** start Given passage **
And so, now Aerospike is really a true operational data store during the day and now, the brokerage is really benefiting from a subsystem when it's this available. And so, again, if there's an outage, the customer experience is not impacted because the layer with Aerospike is always persistent.

So, if you ever wonder, if you think about online brokerages, they offer free trades, if you ever wonder how they're able to do that is because they're able to do margin lending. And this is the exact application that this system is able to execute now. So, instead of once a day doing the synchronization from the mainframe and the Db2 system to the operational layer Aerospike once a day, those calculations are run overnight, all those 300 million positions and the market positions and the history, and they run the risk calculations, but that's based on once a day information.

This system, because it's now bidirectional in very performant, they can calculate risk every three minutes. And what this organization was able to do is they were able to triple from $20 billion a year in margin loans to 60 billion in margin loans. And this is very highly profitable for the company because they make interest on that loan amount.

So, this is a mainframe augmentation phase for the company. But they realized that they weren't done yet and that they wanted to continue to modernize the applications at the edge. So, you'll see they have performance reporting all the way up front now as a real-time application. And when you're on a common platform that can execute speed at the edge and can scale to such as a system of record, you now really can I say uncork even more applications.

And so, the use case that the company wanted was again to retain historical data with over 500 terabytes that is readily accessible. And so, this is a net new application for the brokerage. And so, they're really able to deploy Aerospike globally and they're able to really derive a lot of financial benefit, but it's also operational benefit because of the reliability of the Aerospike system.
** end Given passage **
• Tasks to carry out:
A – From the Aerospike passage, write out the stretch from "And so, now" through "a day information.".
B – According to the Aerospike passage, how often can the brokerage now calculate risk?
C – Summarize the Aerospike passage in two sentences.
** start Dataset extract **
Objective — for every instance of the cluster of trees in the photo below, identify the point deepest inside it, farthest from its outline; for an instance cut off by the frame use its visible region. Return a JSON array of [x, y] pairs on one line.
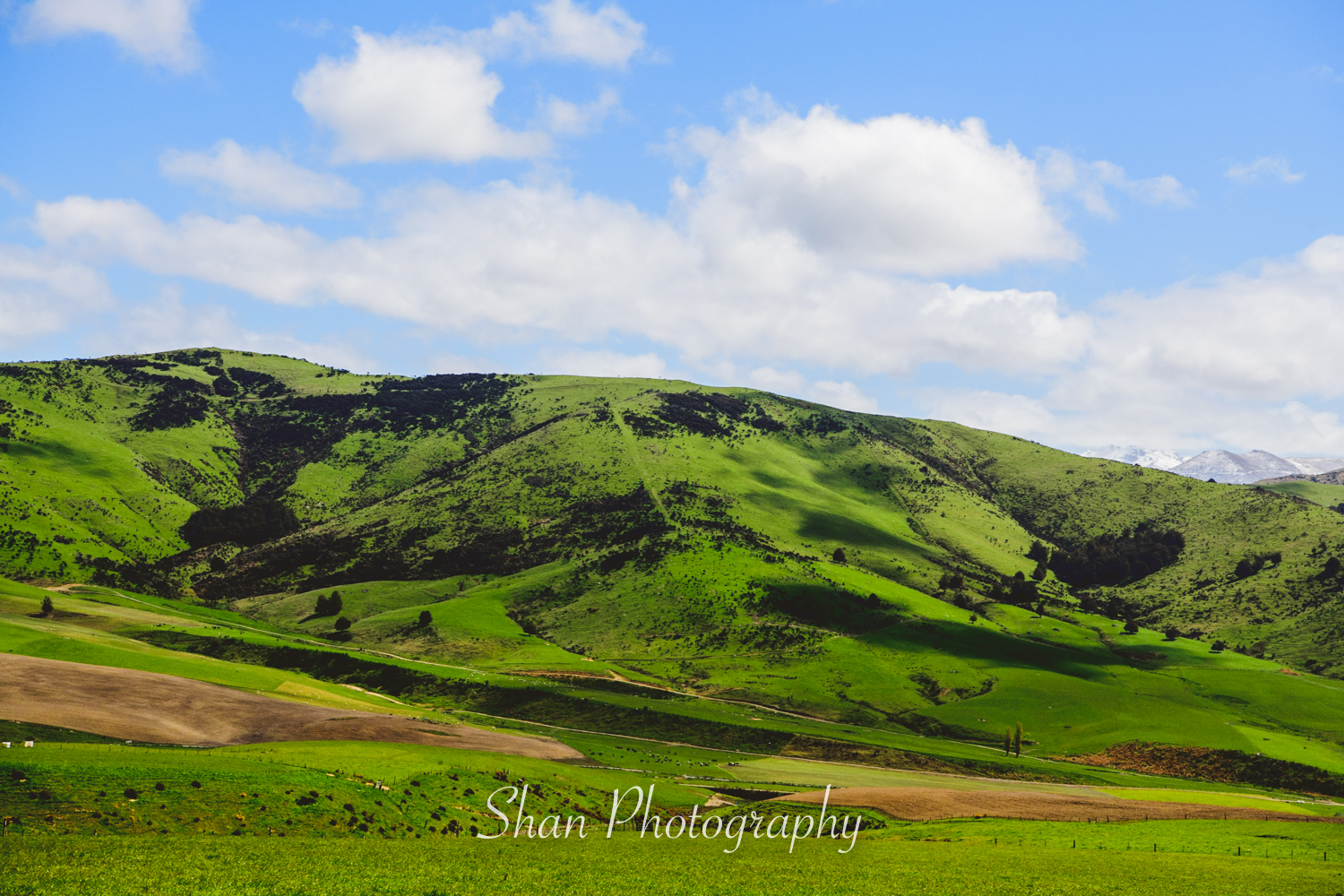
** end Dataset extract **
** start Dataset extract **
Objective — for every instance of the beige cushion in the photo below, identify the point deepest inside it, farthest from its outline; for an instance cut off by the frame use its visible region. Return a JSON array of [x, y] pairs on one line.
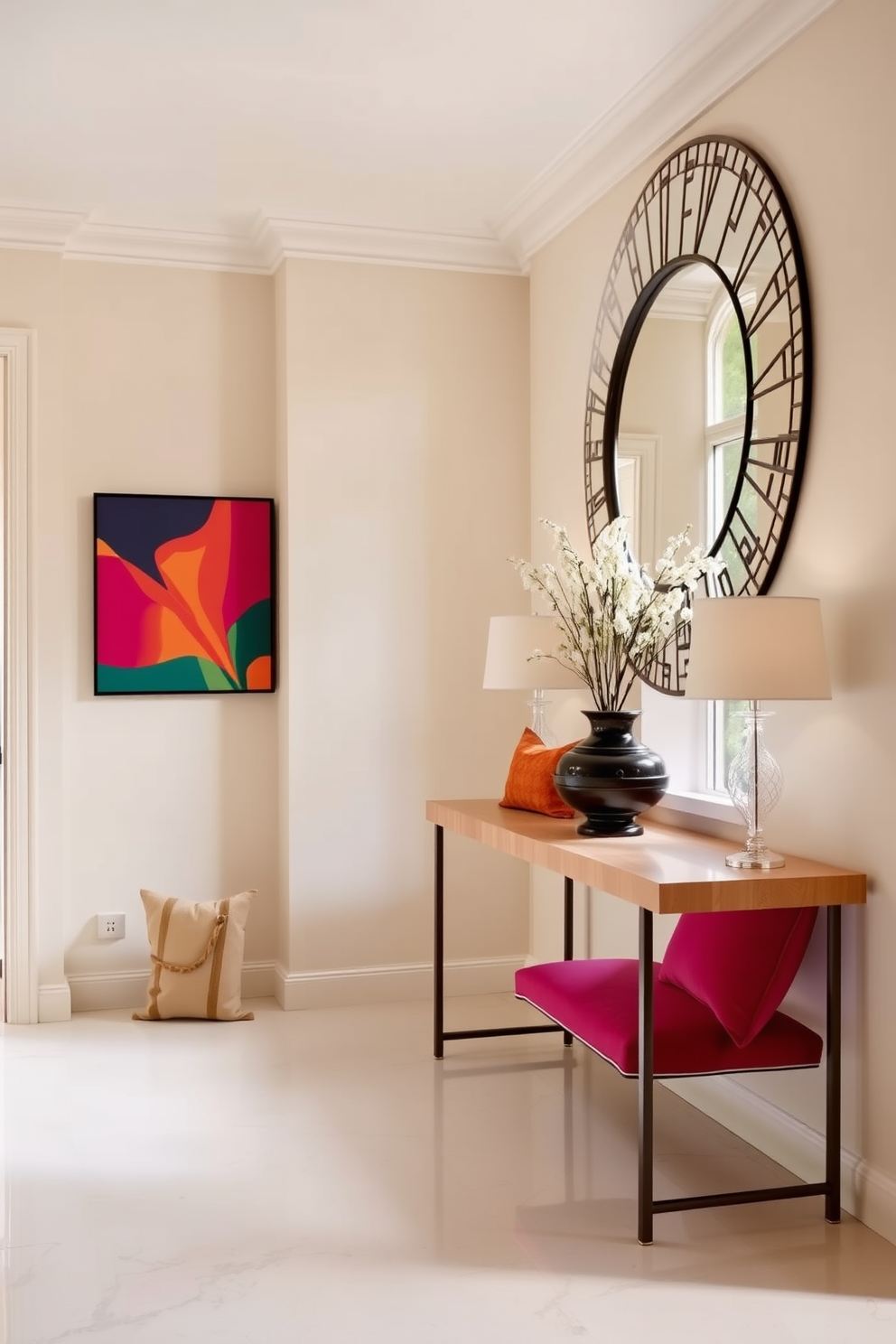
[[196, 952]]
** end Dataset extract **
• Responses:
A –
And so, now Aerospike is really a true operational data store during the day and now, the brokerage is really benefiting from a subsystem when it's this available. And so, again, if there's an outage, the customer experience is not impacted because the layer with Aerospike is always persistent.

So, if you ever wonder, if you think about online brokerages, they offer free trades, if you ever wonder how they're able to do that is because they're able to do margin lending. And this is the exact application that this system is able to execute now. So, instead of once a day doing the synchronization from the mainframe and the Db2 system to the operational layer Aerospike once a day, those calculations are run overnight, all those 300 million positions and the market positions and the history, and they run the risk calculations, but that's based on once a day information.

B – Every three minutes.

C – Aerospike now acts as an always-persistent operational data store for the brokerage, so outages do not affect the customer experience, and the bidirectional system lets risk be calculated every three minutes rather than once a day. The brokerage tripled its margin loans from $20 billion to $60 billion a year and went on to modernize edge applications, adding real-time performance reporting and keeping over 500 terabytes of historical data readily accessible.